### WHAT THE EXERCISE ASKS
Please copy, exactly as they appear below, the lines from the one containing "rough mask: <svg" through the one containing "positive clicks: (99, 178)".

Stored records:
*** Block opens ***
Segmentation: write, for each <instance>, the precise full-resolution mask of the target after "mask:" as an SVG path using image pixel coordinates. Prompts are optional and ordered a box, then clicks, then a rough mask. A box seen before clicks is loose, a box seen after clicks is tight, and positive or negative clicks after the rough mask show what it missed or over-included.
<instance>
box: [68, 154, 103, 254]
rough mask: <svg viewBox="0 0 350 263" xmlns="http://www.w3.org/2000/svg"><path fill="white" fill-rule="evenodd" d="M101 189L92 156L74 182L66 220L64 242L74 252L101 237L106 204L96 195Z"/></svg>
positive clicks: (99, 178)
*** Block closes ***
*** Block opens ***
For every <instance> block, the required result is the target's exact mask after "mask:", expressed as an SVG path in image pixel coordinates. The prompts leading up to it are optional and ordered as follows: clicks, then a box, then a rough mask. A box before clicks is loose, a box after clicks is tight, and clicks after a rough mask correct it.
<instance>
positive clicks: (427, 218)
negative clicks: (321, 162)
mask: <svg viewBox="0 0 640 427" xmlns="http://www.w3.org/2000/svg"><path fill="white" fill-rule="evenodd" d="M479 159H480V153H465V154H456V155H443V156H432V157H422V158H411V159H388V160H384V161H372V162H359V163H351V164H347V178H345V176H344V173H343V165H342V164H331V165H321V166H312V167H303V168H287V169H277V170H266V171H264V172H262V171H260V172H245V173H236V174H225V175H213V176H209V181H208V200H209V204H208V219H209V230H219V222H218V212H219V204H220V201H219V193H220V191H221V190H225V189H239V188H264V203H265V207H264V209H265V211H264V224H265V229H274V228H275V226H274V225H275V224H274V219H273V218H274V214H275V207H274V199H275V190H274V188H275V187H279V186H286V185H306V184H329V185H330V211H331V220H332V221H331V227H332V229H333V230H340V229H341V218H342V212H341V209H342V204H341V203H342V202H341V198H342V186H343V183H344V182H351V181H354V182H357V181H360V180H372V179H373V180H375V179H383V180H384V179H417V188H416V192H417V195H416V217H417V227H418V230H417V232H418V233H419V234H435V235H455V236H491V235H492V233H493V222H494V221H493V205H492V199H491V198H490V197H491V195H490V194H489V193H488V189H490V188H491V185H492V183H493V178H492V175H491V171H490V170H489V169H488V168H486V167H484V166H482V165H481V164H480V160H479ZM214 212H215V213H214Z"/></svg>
*** Block closes ***
### TASK OUTPUT
rough mask: <svg viewBox="0 0 350 263" xmlns="http://www.w3.org/2000/svg"><path fill="white" fill-rule="evenodd" d="M101 189L92 156L74 182L66 220L64 242L74 252L101 237L106 204L96 195Z"/></svg>
positive clicks: (99, 178)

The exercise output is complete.